Reproduisez fidèlement la partie du passage ci-dessous sur le quatrième tableau située entre « Une péripétie, quel » et « prévoyons avec angoisse. », ces deux bornes comprises.

Passage présenté:
● ● ● ●

Une péripétie, quel autre nom que ce nom classique siérait mieux à ce quatrième tableau où l’on voit les fiançailles de Frédéri et de Vivette brusquement suspendues par un nouvel accès de passion ? Frédéri veut aimer Vivette, s’y exhorte ; il s’y force comme à l’accomplissement salutaire d’un devoir ; il bande sa blessure et sourit. Hélas ! quelques paroles d’un passant suffisent pour que l’appareil saute et que le sang jaillisse : car ce passant est Mitifio, qui enlèvera l’Arlésienne cette nuit. Il rapporte ici l’odeur de cette chair qui a pour jamais ensorcelé le jeune homme. Furieux de jalousie, de regret et de désir, Frédéri se jette sur son rival ; vainement on les sépare : la fin approche, la cruelle fin que nous prévoyons avec angoisse.

● ● ● ●

Extraits de données:

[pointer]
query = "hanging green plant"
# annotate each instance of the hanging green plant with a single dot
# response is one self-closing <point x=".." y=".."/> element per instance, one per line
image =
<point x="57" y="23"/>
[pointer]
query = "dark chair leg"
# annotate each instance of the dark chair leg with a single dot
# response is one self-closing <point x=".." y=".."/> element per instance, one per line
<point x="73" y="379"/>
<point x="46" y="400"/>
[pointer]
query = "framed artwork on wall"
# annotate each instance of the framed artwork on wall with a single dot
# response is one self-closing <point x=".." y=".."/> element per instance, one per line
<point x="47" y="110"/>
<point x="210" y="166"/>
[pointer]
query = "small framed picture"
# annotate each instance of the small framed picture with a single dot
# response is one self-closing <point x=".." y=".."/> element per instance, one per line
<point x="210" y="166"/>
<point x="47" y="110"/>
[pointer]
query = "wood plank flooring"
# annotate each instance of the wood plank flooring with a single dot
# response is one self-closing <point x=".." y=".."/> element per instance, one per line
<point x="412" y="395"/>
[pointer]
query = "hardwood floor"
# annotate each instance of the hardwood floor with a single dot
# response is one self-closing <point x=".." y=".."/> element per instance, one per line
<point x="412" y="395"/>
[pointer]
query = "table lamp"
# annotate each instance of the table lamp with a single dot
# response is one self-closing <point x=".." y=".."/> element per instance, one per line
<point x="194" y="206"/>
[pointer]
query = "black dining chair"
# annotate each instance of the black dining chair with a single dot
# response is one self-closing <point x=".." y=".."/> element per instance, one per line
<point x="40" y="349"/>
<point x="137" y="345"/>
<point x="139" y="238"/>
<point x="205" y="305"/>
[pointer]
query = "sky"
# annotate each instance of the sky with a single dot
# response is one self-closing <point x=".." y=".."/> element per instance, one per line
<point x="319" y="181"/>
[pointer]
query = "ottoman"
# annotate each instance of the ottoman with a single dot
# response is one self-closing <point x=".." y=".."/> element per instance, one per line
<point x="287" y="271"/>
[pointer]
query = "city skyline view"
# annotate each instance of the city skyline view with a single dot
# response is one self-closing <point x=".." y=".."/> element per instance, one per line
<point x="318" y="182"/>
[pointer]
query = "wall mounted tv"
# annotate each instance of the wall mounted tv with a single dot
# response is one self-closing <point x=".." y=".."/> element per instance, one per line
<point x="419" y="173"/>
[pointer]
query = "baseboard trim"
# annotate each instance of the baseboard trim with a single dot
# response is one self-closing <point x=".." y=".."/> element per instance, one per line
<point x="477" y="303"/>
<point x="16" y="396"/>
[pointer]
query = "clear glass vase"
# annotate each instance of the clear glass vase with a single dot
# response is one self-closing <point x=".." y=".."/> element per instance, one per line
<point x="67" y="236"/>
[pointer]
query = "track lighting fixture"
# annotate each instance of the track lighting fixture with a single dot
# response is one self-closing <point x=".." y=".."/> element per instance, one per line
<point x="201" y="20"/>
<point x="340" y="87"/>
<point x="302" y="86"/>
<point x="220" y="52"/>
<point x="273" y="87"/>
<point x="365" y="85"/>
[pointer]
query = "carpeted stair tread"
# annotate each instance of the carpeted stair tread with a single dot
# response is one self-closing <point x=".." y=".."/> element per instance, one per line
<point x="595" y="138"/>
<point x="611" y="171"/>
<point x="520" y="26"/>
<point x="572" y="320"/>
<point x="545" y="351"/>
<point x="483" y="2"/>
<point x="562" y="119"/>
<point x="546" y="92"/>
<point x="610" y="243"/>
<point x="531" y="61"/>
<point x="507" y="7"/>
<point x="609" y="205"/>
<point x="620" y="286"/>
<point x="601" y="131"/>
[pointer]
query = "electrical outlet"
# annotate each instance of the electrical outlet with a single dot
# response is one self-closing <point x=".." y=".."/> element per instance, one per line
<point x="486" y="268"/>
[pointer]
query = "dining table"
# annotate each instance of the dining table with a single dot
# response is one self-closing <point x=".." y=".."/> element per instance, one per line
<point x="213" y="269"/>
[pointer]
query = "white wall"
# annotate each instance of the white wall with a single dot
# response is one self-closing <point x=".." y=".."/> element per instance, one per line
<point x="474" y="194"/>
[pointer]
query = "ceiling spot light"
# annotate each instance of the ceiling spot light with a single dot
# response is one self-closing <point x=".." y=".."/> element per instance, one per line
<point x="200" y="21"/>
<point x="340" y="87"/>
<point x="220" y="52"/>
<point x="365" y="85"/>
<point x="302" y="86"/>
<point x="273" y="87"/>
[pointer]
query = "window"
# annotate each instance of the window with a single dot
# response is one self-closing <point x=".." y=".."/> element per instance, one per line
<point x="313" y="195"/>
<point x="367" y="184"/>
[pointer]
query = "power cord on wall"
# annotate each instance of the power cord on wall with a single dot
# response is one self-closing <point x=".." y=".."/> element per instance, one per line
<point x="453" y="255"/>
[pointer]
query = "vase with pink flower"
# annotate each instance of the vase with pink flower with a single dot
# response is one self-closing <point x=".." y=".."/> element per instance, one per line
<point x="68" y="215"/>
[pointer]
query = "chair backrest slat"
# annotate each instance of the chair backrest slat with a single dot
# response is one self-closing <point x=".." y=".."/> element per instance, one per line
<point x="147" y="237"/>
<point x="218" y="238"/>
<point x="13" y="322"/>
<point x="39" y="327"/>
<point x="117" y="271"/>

● ● ● ●

Réponse rédigée:
Une péripétie, quel autre nom que ce nom classique siérait mieux à ce quatrième tableau où l’on voit les fiançailles de Frédéri et de Vivette brusquement suspendues par un nouvel accès de passion ? Frédéri veut aimer Vivette, s’y exhorte ; il s’y force comme à l’accomplissement salutaire d’un devoir ; il bande sa blessure et sourit. Hélas ! quelques paroles d’un passant suffisent pour que l’appareil saute et que le sang jaillisse : car ce passant est Mitifio, qui enlèvera l’Arlésienne cette nuit. Il rapporte ici l’odeur de cette chair qui a pour jamais ensorcelé le jeune homme. Furieux de jalousie, de regret et de désir, Frédéri se jette sur son rival ; vainement on les sépare : la fin approche, la cruelle fin que nous prévoyons avec angoisse.